■ **RECORD SET**:
BEGIN

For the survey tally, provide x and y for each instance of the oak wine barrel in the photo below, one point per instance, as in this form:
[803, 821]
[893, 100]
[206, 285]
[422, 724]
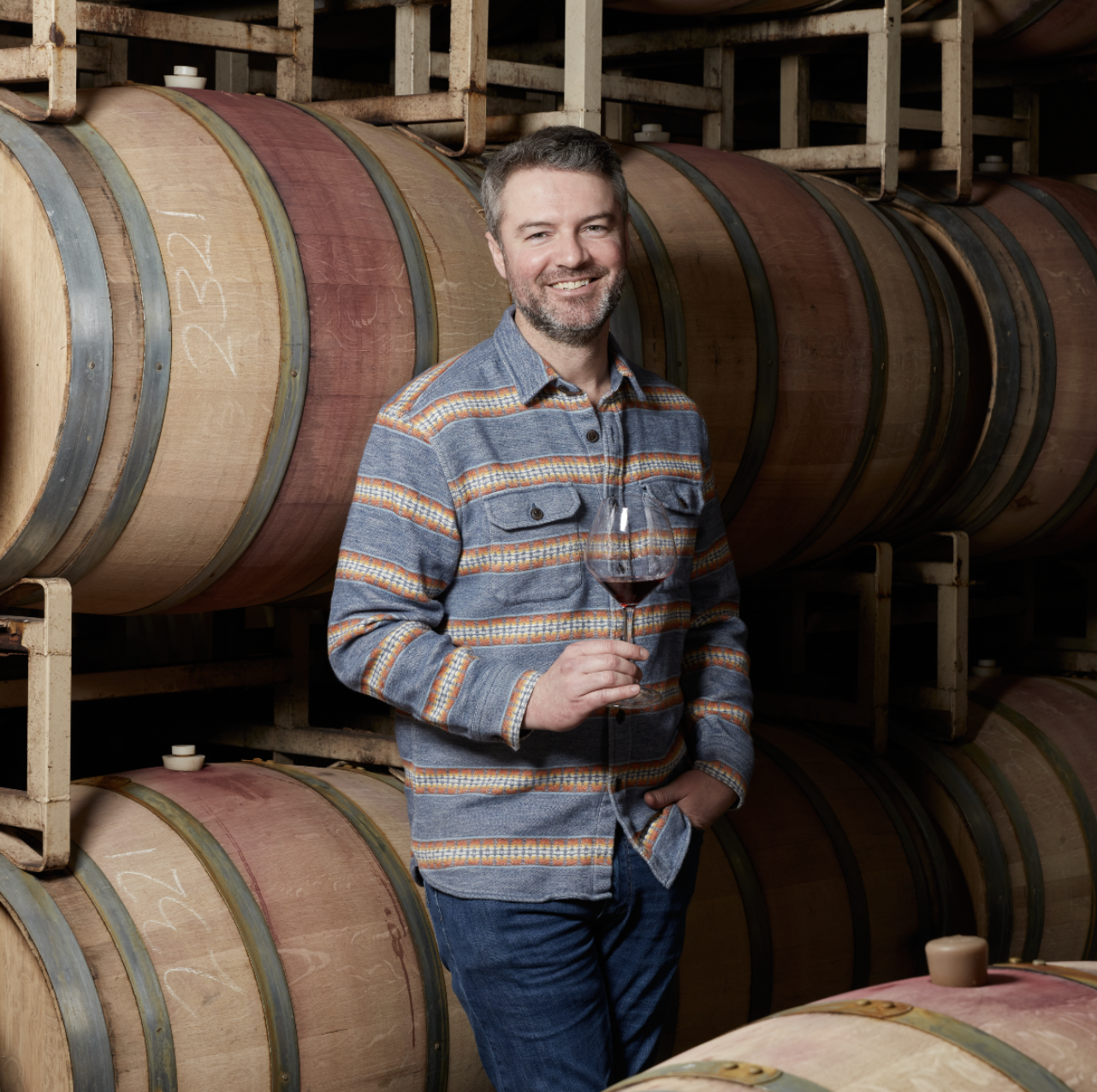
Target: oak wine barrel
[206, 298]
[1004, 27]
[831, 878]
[1023, 260]
[1015, 803]
[815, 333]
[1028, 1030]
[245, 928]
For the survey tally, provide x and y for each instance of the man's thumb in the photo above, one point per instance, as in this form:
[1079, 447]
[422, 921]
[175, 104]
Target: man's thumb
[658, 799]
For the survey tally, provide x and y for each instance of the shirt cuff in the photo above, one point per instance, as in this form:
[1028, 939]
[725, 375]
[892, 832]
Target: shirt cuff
[728, 775]
[726, 753]
[512, 730]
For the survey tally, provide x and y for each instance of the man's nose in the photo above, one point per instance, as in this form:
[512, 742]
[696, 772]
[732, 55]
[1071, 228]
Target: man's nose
[572, 252]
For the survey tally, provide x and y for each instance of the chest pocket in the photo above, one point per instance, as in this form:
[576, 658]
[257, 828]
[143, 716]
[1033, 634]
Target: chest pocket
[683, 500]
[537, 553]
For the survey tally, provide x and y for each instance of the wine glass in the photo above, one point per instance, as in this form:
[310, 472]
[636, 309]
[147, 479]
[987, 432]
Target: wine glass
[630, 551]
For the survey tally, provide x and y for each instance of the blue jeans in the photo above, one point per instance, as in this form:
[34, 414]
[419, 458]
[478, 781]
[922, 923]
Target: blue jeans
[571, 994]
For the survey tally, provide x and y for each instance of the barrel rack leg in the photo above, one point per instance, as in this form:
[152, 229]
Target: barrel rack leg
[44, 807]
[942, 562]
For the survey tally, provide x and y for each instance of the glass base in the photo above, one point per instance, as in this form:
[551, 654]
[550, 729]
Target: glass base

END

■ **SHORT TASK**:
Format all the lines above as a Markdown table with two columns, No. and Line, numbering each row and skipping any blank lines. Leave the pictures out of the answer.

■ **RESPONSE BELOW**:
| No. | Line |
|---|---|
| 1 | For the survey tally, provide x and y for each instance of the oak wine barrel in the photo below, one point per instance, as in this form: |
| 2 | [803, 821] |
| 3 | [893, 100] |
| 4 | [206, 285] |
| 5 | [422, 724] |
| 6 | Target: oak wine barrel |
| 7 | [206, 298] |
| 8 | [1004, 27] |
| 9 | [831, 878] |
| 10 | [1023, 260] |
| 11 | [1015, 803] |
| 12 | [815, 333] |
| 13 | [1028, 1030] |
| 14 | [245, 928] |
| 15 | For the survey tally, provide x and y for each instance of the man's thumb in the photo above, one point per instance, as in this form: |
| 16 | [1079, 447] |
| 17 | [422, 921] |
| 18 | [175, 104] |
| 19 | Target: man's thumb |
| 20 | [658, 799] |
| 21 | For the survey tally, provide x and y for each instance of the shirt cuff in the photo above, one point per instance, as in this form: |
| 22 | [1028, 939] |
| 23 | [725, 375] |
| 24 | [892, 832] |
| 25 | Target: shirt cuff |
| 26 | [728, 775] |
| 27 | [726, 753] |
| 28 | [512, 730] |
| 29 | For the survey tally, provide x and y for each instance of the man's nose in the photo above, one point per instance, as in this form: |
| 30 | [512, 742] |
| 31 | [696, 772] |
| 32 | [732, 55] |
| 33 | [1071, 228] |
| 34 | Target: man's nose |
| 35 | [572, 252] |
| 36 | For the survey tally, provide x and y for each instance of the chest pocket in the photo above, one point per instance, as in this form: |
| 37 | [576, 658] |
| 38 | [257, 828] |
| 39 | [143, 716] |
| 40 | [1033, 634] |
| 41 | Target: chest pocket |
| 42 | [683, 500] |
| 43 | [537, 553] |
| 44 | For the survey tally, provide x and y for each instance of the wine glass in the photo above, one point per instance, as in this form: |
| 45 | [310, 472] |
| 46 | [636, 309] |
| 47 | [147, 479] |
| 48 | [987, 432] |
| 49 | Target: wine glass |
| 50 | [630, 551] |
| 51 | For the survey tally, provide x and y for each instance of the blue jeans in the photo above, one point per instance, as in this form: |
| 52 | [34, 414] |
| 53 | [419, 458] |
| 54 | [478, 781] |
| 55 | [922, 923] |
| 56 | Target: blue jeans |
| 57 | [571, 994] |
| 58 | For the survey tally, provide x and y for each instance of the barrel rack leg in the photo above, one point per instance, as in this form: |
| 59 | [152, 229] |
| 60 | Target: barrel rack leg |
| 61 | [44, 807] |
| 62 | [942, 562] |
| 63 | For the survey tally, provide x and y for each instance of the glass base in the photo above, one point per instance, as in this form: |
| 64 | [551, 654] |
| 65 | [550, 729] |
| 66 | Target: glass base |